— Begin —
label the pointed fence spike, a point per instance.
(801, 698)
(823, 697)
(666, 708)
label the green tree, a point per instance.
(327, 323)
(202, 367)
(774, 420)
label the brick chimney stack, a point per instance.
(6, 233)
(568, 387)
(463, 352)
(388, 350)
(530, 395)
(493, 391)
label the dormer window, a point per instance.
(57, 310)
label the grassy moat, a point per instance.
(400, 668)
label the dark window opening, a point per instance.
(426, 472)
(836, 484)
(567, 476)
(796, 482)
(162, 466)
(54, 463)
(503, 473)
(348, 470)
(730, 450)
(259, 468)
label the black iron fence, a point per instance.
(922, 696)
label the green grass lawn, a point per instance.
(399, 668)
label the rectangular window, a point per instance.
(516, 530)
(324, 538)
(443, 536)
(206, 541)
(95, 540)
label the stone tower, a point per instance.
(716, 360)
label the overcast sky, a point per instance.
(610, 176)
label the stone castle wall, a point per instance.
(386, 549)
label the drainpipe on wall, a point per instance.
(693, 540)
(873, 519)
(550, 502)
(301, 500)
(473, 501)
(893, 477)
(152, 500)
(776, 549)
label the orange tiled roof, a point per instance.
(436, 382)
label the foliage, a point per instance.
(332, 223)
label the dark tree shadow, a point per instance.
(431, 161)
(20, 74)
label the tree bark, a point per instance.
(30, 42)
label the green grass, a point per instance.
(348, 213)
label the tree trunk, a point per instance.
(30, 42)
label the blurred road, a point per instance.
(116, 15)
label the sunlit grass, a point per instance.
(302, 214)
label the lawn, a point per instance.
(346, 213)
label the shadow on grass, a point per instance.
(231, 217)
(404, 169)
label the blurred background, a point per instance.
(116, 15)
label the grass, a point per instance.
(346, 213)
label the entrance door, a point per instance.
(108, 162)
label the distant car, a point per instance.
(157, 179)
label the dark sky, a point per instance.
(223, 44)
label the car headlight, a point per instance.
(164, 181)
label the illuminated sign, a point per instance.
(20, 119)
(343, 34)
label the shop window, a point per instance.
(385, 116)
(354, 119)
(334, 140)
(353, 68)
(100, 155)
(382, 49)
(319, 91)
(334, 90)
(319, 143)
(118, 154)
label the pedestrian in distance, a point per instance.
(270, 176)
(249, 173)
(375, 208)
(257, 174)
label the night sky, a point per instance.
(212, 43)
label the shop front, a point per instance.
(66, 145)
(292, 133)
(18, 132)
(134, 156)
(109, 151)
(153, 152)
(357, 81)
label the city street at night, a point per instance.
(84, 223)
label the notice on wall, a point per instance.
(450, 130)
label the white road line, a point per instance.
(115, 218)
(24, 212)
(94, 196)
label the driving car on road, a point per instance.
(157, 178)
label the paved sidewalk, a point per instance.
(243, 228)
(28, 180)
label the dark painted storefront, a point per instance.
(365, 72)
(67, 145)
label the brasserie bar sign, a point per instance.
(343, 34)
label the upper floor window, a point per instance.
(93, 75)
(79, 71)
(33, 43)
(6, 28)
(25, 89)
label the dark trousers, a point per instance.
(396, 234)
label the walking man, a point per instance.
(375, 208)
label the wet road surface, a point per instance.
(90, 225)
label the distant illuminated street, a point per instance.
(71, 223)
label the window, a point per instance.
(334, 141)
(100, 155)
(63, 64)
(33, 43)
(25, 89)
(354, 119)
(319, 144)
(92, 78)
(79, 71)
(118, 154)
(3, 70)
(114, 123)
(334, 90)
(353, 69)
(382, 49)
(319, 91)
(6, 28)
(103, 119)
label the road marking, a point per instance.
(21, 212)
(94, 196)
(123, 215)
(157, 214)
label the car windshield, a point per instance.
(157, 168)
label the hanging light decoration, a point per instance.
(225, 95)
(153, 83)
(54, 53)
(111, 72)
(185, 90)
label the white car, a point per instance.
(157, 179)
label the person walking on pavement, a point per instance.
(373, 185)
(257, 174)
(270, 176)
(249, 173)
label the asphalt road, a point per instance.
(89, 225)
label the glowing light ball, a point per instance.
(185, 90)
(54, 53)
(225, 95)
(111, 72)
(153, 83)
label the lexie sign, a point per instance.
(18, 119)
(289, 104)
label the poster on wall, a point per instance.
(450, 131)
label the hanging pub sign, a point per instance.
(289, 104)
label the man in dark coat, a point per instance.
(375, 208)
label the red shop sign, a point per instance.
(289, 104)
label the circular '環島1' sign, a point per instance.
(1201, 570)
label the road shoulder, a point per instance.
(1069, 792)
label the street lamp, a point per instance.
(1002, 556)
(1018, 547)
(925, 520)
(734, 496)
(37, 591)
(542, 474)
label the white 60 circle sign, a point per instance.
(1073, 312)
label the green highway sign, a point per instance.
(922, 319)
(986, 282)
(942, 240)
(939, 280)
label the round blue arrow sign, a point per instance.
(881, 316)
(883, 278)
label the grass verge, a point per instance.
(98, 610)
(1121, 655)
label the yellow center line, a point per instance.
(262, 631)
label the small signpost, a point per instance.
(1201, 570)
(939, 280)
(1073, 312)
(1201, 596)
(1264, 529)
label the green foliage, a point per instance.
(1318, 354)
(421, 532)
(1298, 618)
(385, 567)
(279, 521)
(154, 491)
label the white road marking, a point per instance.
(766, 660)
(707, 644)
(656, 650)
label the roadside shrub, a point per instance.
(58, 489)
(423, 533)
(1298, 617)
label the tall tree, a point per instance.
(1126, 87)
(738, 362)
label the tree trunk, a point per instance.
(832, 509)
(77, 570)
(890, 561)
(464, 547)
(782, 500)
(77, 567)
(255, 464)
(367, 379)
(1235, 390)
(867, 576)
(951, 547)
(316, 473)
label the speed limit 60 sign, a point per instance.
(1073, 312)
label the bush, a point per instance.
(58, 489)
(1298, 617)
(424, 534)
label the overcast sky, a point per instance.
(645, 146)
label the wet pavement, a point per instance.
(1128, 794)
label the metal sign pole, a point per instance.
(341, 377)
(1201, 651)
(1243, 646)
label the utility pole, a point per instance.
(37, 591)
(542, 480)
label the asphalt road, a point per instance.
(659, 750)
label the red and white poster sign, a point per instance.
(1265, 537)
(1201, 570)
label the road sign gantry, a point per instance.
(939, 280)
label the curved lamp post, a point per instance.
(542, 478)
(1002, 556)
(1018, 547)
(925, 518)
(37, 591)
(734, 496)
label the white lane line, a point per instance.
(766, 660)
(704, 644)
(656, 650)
— End —
Prompt:
Write out again, exactly, the lines from the one holding "label the speed" through the end of the listing, with both ends included.

Answer to this task:
label the speed limit 60 sign, a point per instance.
(1073, 312)
label the bush, a point per instance.
(58, 489)
(1298, 617)
(424, 534)
label the overcast sky, a point per instance.
(645, 146)
label the wet pavement, a point per instance.
(1128, 794)
label the metal sign pole, a point per instance.
(341, 377)
(1201, 651)
(1243, 646)
label the utility pole, a point per instance.
(37, 591)
(542, 480)
label the asphalt road, a point per instance.
(659, 750)
label the red and white poster sign, a point per instance.
(1265, 537)
(1201, 570)
label the road sign gantry, a point per instance.
(939, 280)
label the curved lamp post, a point per instance.
(542, 478)
(1002, 556)
(1018, 547)
(925, 518)
(37, 591)
(734, 496)
label the white lane line, a point per instance.
(766, 660)
(704, 644)
(656, 650)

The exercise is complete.